==== Source ====
Taken overall the annual Monaco GP round the streets of Monte Carlo never really got off the ground. As a modern Grand Prix race the Monaco event is something of an anachronism which the Formula One circus tolerates for various obscure reasons, but if we had to be there every month instead of once a year, I feel a lot of us could go off Formula One. After a rather disappointing race at Imola two weeks before we felt that an exciting Monaco event would even things up, but it just did not happen. There is no pre-race practice or testing at Monaco so the first time that the cars are driven in the Principality each year is when they start official practice on Thursday morning, which itself is an unusual situation, for everywhere else practice is on Friday and Saturday in readiness for Sunday’s race. At Monaco it is on Thursday and Saturday, with Friday given over to French national club races, so that by Friday evening you can easily forget why you are in Monte Carlo.
====
§ Description of the task: According to the Monaco race report, on which days is official practice held at Monaco?
==== Extracted records ====
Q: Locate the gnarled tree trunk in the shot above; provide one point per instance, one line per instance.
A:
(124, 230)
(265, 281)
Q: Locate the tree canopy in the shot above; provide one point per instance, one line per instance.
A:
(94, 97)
====
§ Full response: Thursday and Saturday.